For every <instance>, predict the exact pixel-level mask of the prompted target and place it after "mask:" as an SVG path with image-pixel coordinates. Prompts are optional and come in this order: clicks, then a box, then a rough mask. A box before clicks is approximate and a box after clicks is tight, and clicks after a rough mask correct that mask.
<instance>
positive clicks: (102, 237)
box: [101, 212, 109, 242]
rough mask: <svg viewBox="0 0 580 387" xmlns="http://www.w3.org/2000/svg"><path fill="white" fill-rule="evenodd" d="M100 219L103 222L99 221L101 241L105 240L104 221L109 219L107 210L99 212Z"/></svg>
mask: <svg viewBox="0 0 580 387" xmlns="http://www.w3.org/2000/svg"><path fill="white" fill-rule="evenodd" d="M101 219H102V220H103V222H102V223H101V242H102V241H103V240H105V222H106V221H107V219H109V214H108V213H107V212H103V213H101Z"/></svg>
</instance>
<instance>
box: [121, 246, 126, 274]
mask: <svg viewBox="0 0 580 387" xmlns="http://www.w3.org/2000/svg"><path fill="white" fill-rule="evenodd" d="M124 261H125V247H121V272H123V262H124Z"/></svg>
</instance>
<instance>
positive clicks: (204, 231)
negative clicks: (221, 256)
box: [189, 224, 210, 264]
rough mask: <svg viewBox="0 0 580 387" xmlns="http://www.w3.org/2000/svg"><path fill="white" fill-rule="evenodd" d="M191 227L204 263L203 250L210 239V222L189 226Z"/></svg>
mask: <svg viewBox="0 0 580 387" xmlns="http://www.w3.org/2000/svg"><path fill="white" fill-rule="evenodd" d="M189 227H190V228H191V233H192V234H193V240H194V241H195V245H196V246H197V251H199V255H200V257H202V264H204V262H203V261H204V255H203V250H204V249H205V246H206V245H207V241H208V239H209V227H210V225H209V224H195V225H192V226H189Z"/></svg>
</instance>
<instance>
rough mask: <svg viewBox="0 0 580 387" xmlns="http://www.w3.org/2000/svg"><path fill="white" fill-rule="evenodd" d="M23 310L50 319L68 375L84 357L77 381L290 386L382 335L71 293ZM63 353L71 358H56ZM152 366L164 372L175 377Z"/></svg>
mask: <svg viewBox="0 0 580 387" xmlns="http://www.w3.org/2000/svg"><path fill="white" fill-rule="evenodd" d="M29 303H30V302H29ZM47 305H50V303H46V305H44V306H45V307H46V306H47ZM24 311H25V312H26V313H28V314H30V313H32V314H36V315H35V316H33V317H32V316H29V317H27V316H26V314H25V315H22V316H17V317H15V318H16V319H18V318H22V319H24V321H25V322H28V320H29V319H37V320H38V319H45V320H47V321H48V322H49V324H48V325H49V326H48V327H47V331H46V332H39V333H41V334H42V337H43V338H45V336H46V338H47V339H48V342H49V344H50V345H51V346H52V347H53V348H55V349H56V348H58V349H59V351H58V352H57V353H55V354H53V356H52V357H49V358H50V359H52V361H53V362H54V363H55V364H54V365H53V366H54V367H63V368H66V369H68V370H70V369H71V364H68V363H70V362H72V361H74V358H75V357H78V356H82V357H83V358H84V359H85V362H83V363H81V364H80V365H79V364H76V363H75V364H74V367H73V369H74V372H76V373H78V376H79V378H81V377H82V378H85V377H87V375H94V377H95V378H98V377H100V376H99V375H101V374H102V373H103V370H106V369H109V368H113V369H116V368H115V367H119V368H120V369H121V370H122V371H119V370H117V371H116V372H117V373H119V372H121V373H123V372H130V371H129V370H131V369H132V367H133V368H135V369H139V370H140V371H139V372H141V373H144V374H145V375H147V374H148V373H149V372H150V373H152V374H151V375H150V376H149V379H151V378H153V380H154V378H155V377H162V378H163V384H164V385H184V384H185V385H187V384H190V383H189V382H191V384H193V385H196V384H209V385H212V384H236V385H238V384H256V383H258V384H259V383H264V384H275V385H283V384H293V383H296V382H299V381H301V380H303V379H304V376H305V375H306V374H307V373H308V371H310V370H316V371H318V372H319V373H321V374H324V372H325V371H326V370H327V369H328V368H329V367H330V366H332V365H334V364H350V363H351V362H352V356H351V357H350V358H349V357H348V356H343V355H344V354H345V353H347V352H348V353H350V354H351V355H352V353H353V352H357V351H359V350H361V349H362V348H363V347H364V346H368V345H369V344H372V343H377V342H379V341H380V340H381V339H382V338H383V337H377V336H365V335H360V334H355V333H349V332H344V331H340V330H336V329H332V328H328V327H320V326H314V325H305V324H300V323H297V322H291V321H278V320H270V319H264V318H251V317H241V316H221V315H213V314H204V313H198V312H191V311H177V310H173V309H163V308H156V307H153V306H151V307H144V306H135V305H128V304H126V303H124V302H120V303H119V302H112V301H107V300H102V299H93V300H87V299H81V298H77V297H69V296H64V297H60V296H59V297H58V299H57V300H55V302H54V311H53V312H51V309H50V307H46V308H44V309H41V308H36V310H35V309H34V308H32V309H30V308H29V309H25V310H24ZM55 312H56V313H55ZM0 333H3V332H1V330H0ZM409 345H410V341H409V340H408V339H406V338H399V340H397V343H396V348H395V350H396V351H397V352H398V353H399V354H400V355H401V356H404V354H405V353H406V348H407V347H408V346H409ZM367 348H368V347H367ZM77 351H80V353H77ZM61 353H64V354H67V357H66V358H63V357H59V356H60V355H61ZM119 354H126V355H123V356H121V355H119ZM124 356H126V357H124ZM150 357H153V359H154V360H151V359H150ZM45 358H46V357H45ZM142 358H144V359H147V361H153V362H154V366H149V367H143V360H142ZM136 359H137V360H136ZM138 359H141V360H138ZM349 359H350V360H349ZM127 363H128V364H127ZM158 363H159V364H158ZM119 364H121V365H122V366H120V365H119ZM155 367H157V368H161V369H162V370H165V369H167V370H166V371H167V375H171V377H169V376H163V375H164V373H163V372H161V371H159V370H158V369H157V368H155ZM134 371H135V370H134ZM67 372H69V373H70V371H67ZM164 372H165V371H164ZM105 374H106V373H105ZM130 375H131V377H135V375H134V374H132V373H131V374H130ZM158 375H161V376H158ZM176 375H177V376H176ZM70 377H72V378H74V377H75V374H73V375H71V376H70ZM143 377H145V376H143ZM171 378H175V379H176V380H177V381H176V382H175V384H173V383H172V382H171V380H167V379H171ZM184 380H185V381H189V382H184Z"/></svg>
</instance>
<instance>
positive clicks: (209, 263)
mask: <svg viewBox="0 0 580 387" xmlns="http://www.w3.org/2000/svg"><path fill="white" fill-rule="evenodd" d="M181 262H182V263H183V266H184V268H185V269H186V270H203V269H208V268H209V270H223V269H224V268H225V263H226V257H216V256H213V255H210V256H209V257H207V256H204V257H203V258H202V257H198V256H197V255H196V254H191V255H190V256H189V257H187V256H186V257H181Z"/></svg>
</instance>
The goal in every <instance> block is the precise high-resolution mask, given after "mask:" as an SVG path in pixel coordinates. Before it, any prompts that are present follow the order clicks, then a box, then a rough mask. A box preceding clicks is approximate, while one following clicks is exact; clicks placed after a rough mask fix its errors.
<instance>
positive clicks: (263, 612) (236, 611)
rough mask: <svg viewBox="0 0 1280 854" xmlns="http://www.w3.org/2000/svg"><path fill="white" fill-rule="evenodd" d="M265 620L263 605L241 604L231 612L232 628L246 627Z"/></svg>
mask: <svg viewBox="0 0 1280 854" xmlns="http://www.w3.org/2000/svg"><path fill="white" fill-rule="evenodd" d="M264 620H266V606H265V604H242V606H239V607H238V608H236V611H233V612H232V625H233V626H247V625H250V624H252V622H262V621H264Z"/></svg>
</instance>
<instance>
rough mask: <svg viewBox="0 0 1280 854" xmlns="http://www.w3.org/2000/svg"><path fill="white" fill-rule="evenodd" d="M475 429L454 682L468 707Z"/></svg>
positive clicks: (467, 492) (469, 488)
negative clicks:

● ● ●

* [EXERCISE DETAILS] Please tally the lines above that contain "negative" and report nothing but the total.

* [ANSWER TO THIS PROBLEM] 2